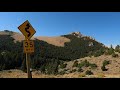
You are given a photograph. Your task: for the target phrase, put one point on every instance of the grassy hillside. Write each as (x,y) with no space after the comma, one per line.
(46,57)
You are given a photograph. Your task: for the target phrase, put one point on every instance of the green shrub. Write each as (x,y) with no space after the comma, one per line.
(84,63)
(114,55)
(93,66)
(80,70)
(62,72)
(103,68)
(88,72)
(75,64)
(105,62)
(63,65)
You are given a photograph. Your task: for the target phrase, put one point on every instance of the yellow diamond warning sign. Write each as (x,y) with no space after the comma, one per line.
(28,46)
(27,29)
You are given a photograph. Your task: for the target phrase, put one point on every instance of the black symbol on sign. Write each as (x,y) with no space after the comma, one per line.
(26,29)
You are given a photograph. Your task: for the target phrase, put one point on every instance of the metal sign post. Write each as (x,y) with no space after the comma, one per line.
(28,31)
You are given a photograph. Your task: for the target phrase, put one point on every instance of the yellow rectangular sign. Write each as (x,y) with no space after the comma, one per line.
(27,30)
(28,46)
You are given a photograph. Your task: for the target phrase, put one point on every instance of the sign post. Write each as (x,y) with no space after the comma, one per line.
(28,45)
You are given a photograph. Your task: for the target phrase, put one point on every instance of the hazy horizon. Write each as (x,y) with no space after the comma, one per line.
(103,26)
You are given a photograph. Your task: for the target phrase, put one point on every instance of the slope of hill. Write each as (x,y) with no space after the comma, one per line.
(47,57)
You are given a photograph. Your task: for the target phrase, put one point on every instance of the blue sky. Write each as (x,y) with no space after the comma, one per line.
(103,26)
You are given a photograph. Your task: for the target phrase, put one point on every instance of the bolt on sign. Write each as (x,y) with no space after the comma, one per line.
(28,46)
(27,30)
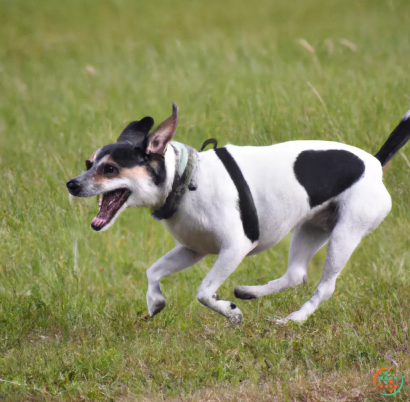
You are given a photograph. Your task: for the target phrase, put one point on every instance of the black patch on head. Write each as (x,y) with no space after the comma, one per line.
(326,174)
(136,133)
(123,154)
(247,207)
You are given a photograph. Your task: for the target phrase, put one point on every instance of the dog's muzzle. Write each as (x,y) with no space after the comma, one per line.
(74,187)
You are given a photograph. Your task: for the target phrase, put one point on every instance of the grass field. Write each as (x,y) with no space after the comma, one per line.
(72,302)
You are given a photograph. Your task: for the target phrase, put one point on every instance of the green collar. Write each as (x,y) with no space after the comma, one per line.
(186,160)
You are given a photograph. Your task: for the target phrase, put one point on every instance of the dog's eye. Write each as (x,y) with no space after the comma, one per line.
(109,169)
(88,164)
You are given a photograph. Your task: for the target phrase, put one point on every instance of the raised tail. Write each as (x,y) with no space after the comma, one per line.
(396,140)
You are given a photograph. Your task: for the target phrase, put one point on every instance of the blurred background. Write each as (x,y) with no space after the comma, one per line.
(72,302)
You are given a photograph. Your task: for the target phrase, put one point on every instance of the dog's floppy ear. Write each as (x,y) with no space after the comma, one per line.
(159,139)
(136,132)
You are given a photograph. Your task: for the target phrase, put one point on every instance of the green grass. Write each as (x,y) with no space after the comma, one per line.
(72,302)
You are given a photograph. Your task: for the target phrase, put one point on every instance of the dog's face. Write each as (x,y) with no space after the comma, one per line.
(130,172)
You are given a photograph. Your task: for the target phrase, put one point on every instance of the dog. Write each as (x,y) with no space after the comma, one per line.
(239,201)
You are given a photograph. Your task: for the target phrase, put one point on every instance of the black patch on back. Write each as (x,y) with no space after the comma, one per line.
(326,174)
(247,207)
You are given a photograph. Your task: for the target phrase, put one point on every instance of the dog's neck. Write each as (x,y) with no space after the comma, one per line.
(185,163)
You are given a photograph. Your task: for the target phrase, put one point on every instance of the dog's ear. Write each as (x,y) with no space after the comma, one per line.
(159,139)
(137,131)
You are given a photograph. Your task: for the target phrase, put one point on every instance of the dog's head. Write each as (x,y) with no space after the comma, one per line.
(130,172)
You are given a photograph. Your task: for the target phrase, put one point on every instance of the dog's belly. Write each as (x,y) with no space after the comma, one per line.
(193,236)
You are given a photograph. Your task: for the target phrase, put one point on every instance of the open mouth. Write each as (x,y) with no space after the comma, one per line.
(109,204)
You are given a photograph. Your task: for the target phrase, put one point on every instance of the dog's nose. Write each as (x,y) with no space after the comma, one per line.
(73,186)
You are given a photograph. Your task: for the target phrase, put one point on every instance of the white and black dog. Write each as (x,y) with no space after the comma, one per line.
(239,201)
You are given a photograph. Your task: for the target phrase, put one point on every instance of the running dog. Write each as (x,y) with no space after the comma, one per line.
(239,201)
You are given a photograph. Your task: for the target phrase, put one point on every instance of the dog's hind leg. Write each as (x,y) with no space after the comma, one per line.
(307,240)
(178,259)
(343,242)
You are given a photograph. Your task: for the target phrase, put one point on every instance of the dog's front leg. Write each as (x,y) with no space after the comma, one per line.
(176,260)
(226,263)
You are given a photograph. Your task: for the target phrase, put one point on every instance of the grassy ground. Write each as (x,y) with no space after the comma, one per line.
(72,302)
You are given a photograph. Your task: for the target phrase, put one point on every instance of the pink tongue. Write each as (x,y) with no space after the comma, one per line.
(111,203)
(98,222)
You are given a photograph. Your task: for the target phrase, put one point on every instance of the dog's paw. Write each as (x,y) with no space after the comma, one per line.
(244,293)
(155,305)
(234,315)
(298,317)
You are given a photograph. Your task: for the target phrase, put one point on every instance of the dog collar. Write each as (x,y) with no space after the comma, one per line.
(186,159)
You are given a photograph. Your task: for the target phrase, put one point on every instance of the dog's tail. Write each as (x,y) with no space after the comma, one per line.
(396,140)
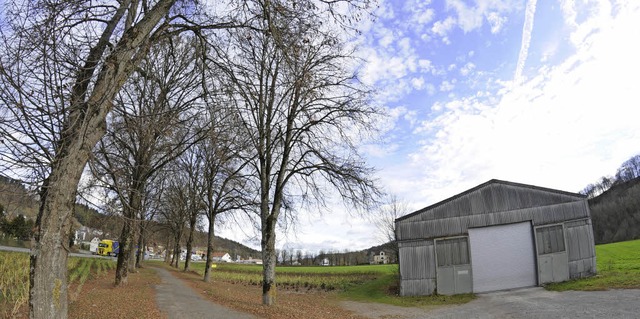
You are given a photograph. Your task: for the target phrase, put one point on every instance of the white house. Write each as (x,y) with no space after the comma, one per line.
(221,257)
(380,258)
(93,245)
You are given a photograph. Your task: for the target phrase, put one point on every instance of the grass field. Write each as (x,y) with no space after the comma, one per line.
(618,266)
(14,278)
(372,283)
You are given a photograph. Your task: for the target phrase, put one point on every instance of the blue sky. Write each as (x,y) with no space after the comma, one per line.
(537,92)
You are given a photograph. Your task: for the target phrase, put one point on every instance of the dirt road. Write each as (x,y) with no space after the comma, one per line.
(177,300)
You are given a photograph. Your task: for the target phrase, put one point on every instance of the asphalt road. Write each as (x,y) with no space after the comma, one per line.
(539,303)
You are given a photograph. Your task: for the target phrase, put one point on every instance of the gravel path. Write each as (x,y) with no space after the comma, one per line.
(177,300)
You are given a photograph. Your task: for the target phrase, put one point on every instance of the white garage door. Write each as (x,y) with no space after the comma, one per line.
(502,257)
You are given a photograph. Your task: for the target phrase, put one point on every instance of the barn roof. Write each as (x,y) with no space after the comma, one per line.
(546,196)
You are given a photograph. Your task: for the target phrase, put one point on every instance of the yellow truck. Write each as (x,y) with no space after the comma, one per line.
(108,247)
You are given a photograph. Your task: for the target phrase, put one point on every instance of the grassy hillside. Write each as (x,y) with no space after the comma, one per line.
(616,213)
(16,199)
(618,267)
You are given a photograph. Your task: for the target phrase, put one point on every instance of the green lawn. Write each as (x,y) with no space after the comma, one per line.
(14,278)
(369,283)
(618,266)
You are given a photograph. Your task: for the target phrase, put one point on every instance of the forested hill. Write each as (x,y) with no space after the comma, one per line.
(616,213)
(16,200)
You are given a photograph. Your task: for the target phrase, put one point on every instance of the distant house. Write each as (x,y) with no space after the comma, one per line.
(93,246)
(221,257)
(380,258)
(253,261)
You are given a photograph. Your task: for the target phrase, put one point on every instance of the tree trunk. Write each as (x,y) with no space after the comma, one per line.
(133,249)
(122,268)
(210,237)
(176,253)
(167,256)
(48,259)
(269,259)
(192,229)
(141,246)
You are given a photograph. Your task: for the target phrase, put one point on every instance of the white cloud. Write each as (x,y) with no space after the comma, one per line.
(443,27)
(417,83)
(470,18)
(496,21)
(527,29)
(467,69)
(447,86)
(563,128)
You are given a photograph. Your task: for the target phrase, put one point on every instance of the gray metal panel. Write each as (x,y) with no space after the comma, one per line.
(494,196)
(452,280)
(553,267)
(420,287)
(581,249)
(417,261)
(426,229)
(502,257)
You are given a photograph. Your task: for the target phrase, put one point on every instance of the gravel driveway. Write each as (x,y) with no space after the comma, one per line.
(528,303)
(177,300)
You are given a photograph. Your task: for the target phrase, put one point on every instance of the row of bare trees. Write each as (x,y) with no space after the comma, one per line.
(627,171)
(181,109)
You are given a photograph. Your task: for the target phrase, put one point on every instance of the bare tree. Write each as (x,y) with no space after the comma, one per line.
(303,113)
(174,212)
(152,124)
(223,183)
(61,65)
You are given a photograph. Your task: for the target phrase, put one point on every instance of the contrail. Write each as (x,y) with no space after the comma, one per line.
(527,29)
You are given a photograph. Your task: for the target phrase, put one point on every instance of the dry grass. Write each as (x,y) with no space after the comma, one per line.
(100,299)
(248,298)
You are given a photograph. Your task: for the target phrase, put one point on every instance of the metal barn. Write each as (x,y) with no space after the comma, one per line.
(498,235)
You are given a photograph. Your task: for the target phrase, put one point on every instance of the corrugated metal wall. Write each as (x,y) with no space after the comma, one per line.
(493,203)
(582,252)
(417,268)
(454,226)
(494,197)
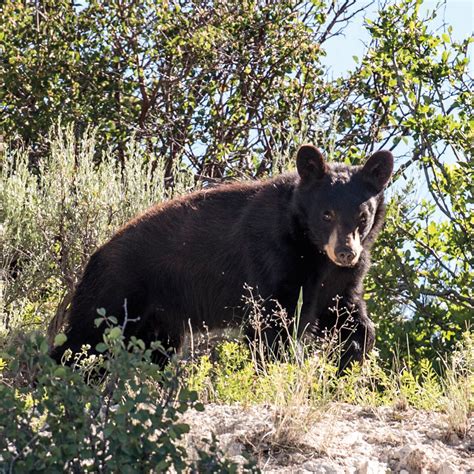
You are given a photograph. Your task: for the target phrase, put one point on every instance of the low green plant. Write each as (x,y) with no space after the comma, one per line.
(54,418)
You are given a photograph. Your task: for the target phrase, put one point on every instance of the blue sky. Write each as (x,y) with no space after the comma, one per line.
(340,50)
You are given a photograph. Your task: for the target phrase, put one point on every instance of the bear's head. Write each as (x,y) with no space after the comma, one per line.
(341,206)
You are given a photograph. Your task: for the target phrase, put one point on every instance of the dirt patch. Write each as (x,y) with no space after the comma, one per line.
(339,438)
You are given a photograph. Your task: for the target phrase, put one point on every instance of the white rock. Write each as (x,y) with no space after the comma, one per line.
(371,466)
(447,468)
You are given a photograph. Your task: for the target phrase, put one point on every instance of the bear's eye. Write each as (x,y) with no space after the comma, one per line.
(327,216)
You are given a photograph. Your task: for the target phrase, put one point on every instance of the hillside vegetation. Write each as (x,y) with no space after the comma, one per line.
(106,110)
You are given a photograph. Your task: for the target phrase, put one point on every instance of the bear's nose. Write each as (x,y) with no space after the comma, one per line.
(345,256)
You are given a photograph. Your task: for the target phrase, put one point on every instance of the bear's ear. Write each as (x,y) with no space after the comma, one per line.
(310,163)
(378,169)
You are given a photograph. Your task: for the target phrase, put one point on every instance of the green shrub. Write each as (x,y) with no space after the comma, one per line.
(54,217)
(52,420)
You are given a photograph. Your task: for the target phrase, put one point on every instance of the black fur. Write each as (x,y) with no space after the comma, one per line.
(191,257)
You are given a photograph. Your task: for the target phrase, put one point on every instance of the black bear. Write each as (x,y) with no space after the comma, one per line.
(189,259)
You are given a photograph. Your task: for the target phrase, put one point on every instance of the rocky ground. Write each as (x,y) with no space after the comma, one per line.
(337,438)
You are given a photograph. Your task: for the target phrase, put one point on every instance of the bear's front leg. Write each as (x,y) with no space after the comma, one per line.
(340,313)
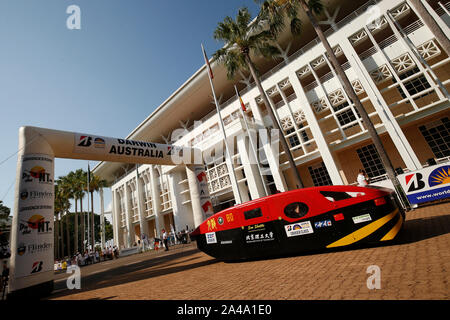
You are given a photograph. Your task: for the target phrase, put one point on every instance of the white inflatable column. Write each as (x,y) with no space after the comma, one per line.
(32,236)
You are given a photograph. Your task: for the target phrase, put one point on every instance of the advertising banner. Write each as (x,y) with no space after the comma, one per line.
(428,184)
(35,216)
(113,147)
(205,199)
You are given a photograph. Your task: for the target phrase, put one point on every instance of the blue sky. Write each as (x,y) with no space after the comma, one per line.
(107,77)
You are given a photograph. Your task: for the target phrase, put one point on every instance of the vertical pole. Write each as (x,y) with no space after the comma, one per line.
(222,127)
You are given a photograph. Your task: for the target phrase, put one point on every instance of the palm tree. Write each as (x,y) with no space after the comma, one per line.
(432,25)
(94,185)
(242,39)
(62,205)
(79,183)
(274,11)
(70,181)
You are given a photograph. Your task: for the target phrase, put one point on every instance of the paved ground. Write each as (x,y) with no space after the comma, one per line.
(416,266)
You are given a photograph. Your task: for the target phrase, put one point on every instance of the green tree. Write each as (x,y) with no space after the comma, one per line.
(274,12)
(242,40)
(62,206)
(95,184)
(4,228)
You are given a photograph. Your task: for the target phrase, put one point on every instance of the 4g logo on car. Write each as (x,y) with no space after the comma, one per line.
(415,182)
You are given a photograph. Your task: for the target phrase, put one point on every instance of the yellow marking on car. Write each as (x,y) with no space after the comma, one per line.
(364,231)
(393,232)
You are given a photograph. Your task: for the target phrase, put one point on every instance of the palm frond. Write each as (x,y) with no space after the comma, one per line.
(296,26)
(315,6)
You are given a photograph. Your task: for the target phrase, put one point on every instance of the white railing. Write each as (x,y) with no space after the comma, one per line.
(369,52)
(413,26)
(310,86)
(388,41)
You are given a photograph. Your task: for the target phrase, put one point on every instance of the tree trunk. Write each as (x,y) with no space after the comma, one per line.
(68,235)
(92,220)
(83,227)
(431,23)
(352,95)
(275,122)
(61,237)
(56,226)
(75,243)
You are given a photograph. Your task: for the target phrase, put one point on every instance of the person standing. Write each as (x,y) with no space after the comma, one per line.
(165,239)
(362,179)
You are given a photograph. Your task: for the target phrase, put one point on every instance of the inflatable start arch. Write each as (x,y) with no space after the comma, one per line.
(32,239)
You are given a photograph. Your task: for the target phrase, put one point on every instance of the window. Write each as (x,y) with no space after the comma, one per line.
(251,214)
(293,139)
(296,210)
(303,133)
(437,135)
(371,161)
(335,196)
(415,85)
(344,117)
(319,175)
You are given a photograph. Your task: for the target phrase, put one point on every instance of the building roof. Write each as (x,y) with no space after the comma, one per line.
(192,100)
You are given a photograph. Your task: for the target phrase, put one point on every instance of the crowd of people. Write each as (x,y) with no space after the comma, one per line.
(168,239)
(89,257)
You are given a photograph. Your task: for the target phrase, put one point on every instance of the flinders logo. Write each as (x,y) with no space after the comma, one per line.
(33,194)
(35,222)
(37,173)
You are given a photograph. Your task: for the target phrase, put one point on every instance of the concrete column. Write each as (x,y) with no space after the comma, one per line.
(128,216)
(387,118)
(102,218)
(156,198)
(143,226)
(272,159)
(255,185)
(116,217)
(197,211)
(319,138)
(181,216)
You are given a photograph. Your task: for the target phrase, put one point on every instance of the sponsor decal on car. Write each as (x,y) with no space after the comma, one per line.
(362,218)
(211,237)
(299,229)
(323,223)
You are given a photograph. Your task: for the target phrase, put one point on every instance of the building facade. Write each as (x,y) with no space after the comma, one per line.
(397,68)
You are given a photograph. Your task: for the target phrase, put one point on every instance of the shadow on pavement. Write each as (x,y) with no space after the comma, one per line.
(413,230)
(129,273)
(423,228)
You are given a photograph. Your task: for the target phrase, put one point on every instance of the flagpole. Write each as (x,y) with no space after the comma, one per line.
(255,154)
(222,126)
(88,215)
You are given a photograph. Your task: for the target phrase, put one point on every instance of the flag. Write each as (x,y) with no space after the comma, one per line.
(211,75)
(240,100)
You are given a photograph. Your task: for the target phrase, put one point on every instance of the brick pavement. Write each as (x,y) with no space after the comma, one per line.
(416,266)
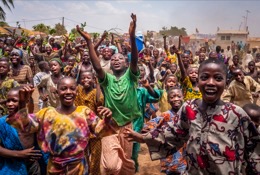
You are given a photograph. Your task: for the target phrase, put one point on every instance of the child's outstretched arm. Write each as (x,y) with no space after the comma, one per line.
(29,153)
(93,56)
(134,51)
(182,68)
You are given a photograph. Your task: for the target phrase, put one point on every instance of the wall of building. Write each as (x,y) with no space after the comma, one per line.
(225,40)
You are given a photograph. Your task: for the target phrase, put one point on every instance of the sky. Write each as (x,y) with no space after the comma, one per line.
(206,16)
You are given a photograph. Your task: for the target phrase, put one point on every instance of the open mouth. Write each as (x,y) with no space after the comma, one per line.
(210,92)
(68,98)
(116,65)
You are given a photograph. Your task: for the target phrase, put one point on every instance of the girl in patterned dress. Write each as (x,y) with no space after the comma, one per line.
(219,136)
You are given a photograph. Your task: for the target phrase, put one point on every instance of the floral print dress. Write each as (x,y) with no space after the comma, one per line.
(218,141)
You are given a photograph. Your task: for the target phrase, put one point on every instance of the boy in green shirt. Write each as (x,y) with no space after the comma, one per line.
(120,90)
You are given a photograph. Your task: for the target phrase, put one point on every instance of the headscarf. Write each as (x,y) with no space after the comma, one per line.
(58,61)
(20,53)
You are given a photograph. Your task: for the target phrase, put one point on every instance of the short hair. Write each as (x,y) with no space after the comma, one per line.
(63,78)
(5,59)
(174,88)
(252,110)
(42,65)
(213,61)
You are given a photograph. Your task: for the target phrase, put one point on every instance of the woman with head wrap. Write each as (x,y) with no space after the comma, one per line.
(21,73)
(48,85)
* * * * *
→ **Required work**:
Starting from the line with "of the girl" and ending with the final line of the data, quote every line exactly, both ends included.

→ **Full answer**:
You are given a photograph. Your task: for the target phrase, put one point on every instance of the girl in patterned dress. Write each as (x,y) with no space after the comma, one per line.
(219,136)
You are given a photograph. Your task: for the target phrase, put one point on every instance of the floral print dress. Write each as (x,y) with no space after the comma, one per line.
(218,141)
You are given a photograph. Your task: for the target phrase, put one point on every instance of the boy in green shirt. Write each as (x,y) with no space after the comma, one per line.
(120,90)
You are given a photograph. Your task: for the target phrase, put one point on every instance of the headscarf. Write each as (x,y) with no space after the comma, one per line.
(58,61)
(20,53)
You are given a photograph. Your task: for the target phrase, put one point on every instance of the short hair. Write each as (x,y) with no space after the comma, one per line.
(63,78)
(5,59)
(174,88)
(252,110)
(42,65)
(213,61)
You are given a photograph. Your task: for the target phrase, put one point on every instance of the woman with head wrap. Write each as (x,y) with no space after the comma, one per line.
(21,73)
(48,85)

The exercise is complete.